'''

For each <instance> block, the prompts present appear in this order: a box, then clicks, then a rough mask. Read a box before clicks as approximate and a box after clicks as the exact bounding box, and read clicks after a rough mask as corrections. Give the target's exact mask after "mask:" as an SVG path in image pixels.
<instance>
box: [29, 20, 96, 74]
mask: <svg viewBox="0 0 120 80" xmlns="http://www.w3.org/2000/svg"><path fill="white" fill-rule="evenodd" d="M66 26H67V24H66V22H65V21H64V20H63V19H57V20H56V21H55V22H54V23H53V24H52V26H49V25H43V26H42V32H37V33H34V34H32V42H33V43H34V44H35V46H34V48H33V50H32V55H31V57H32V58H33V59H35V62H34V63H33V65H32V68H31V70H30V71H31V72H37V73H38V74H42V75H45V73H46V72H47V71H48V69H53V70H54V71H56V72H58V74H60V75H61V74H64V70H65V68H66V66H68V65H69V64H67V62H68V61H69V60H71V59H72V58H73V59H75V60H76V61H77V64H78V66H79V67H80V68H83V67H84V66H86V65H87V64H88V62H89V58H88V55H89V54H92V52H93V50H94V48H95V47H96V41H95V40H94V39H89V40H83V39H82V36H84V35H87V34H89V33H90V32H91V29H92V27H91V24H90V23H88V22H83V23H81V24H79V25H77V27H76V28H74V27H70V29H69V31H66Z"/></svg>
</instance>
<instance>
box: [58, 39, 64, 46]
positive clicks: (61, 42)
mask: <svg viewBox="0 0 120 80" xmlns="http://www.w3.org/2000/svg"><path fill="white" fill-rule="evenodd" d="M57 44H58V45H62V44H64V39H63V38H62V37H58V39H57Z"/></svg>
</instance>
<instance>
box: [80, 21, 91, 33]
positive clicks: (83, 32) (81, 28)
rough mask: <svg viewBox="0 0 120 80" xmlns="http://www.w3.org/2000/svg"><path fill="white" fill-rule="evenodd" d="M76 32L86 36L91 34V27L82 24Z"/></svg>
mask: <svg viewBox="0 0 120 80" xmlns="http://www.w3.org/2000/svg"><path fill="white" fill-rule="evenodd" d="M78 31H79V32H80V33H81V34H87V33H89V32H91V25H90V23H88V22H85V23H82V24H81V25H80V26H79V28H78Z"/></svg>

'''

**Job**
Pick out every line in the records above that contains the string "evenodd", and copy each of those lines.

**Your solution**
mask: <svg viewBox="0 0 120 80" xmlns="http://www.w3.org/2000/svg"><path fill="white" fill-rule="evenodd" d="M66 26H67V24H66V22H65V21H64V20H63V19H57V20H56V21H55V22H54V23H53V24H52V26H49V25H43V26H42V32H37V33H34V34H32V42H33V43H34V44H35V46H34V48H33V50H32V55H31V57H32V58H33V59H35V62H34V63H33V65H32V68H31V70H30V71H31V72H37V73H38V74H42V75H45V73H46V72H47V71H48V69H53V70H54V71H56V72H58V74H60V75H61V74H64V70H65V68H66V66H68V65H69V64H67V62H68V61H69V60H71V59H72V58H73V59H75V60H76V61H77V64H78V66H79V67H80V68H83V67H84V66H86V65H87V64H88V62H89V58H88V55H89V54H92V52H93V50H94V48H95V47H96V41H95V40H94V39H89V40H83V39H82V36H84V35H87V34H89V33H90V32H91V29H92V27H91V24H90V23H88V22H83V23H81V24H79V25H77V27H76V28H74V27H70V29H69V31H66Z"/></svg>
mask: <svg viewBox="0 0 120 80" xmlns="http://www.w3.org/2000/svg"><path fill="white" fill-rule="evenodd" d="M57 44H58V45H62V44H64V39H63V38H62V37H58V39H57Z"/></svg>
rough mask: <svg viewBox="0 0 120 80" xmlns="http://www.w3.org/2000/svg"><path fill="white" fill-rule="evenodd" d="M76 32L86 36L91 34V27L82 24Z"/></svg>
mask: <svg viewBox="0 0 120 80" xmlns="http://www.w3.org/2000/svg"><path fill="white" fill-rule="evenodd" d="M78 31H79V32H80V33H81V34H87V33H89V32H91V25H90V23H88V22H85V23H82V24H81V25H80V26H79V28H78Z"/></svg>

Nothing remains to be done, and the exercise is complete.